▸ **DATASET CONTENT**
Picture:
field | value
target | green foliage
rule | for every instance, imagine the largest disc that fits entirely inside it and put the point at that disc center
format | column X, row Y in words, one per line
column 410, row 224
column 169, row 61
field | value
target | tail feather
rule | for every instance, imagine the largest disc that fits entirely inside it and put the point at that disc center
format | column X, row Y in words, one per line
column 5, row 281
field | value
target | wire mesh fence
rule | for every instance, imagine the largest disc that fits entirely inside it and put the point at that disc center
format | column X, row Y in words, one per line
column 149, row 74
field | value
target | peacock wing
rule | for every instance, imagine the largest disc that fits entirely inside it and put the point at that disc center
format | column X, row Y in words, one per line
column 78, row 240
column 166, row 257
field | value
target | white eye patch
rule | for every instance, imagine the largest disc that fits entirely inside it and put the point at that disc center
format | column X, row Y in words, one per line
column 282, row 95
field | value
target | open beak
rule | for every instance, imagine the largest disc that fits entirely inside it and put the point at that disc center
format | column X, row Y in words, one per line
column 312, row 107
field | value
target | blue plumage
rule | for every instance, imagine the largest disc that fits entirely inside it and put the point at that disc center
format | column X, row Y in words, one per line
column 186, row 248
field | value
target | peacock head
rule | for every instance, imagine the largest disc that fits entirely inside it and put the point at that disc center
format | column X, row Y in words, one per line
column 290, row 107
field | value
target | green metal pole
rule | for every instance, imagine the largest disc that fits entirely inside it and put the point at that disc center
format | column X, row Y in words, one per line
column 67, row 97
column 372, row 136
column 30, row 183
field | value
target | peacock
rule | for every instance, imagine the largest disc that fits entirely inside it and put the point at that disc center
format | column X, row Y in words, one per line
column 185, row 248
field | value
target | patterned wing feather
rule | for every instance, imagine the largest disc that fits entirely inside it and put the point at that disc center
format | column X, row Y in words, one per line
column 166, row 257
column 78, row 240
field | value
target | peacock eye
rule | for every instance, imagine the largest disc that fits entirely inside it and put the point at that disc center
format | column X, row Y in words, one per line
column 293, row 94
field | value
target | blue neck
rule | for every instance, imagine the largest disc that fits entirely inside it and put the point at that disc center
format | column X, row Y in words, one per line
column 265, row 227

▸ **WORK TO BE COMPLETED**
Copy the data above word for word, keeping every line as it appears.

▸ **TASK SOLUTION**
Picture:
field | value
target | green foliage
rule | for every instance, imagine the largest disc that fits entirely inside it and put the point at that disc center
format | column X, row Y in words, one per line
column 410, row 224
column 169, row 61
field | value
target | tail feather
rule | for every instance, imagine the largest disc that fits entirely inside it and put the point at that disc center
format | column X, row Y in words, one per line
column 5, row 281
field | value
target | wire mesh fence
rule | for every instance, imagine the largest disc that fits entirely inside it and put the point at that disc center
format | column X, row Y in words, one per line
column 149, row 74
field | value
target | peacock wing
rule | for every instance, imagine the largest disc that fits entirely inside it and put the point at that disc center
format | column X, row Y in words, one per line
column 78, row 240
column 166, row 257
field | value
target | white eye patch
rule | for every instance, imagine the largest disc that fits entirely inside it and put the point at that disc center
format | column X, row Y in words, one per line
column 282, row 95
field | value
target | open beak
rule | for every instance, imagine the largest disc that fits entirely inside it and put the point at that disc center
format | column X, row Y in words, one per line
column 312, row 107
field | value
target | blue plumage
rule | for every instance, imagine the largest disc that fits entirely inside it and put the point at that disc center
format | column X, row Y in words, one per line
column 186, row 248
field | value
target | peacock head
rule | for every instance, imagine the largest disc that fits entirely inside it and put the point at that disc center
format | column X, row Y in words, one per line
column 290, row 107
field | value
target | green metal pole
rule | for every instance, imagine the largest disc that fits entirely inside it and put the point at that disc center
format | column X, row Y in words, one per line
column 67, row 97
column 372, row 136
column 30, row 183
field | value
target | peacock
rule | for every instance, imagine the largest disc that fits entirely inside it and put the point at that disc center
format | column X, row Y in words, one per line
column 185, row 248
field | value
target | patterned wing feather
rule | for every instance, imagine the largest disc that fits entirely inside it and put the point at that disc center
format | column X, row Y in words, one per line
column 166, row 257
column 78, row 240
field | value
target | peacock eye
rule | for every instance, imagine the largest disc that fits entirely inside it and put the point at that disc center
format | column X, row Y in words, one per line
column 293, row 94
field | value
target | blue neck
rule | for every instance, imagine the largest disc that fits entirely inside it and put the point at that disc center
format | column X, row Y in words, one per line
column 265, row 227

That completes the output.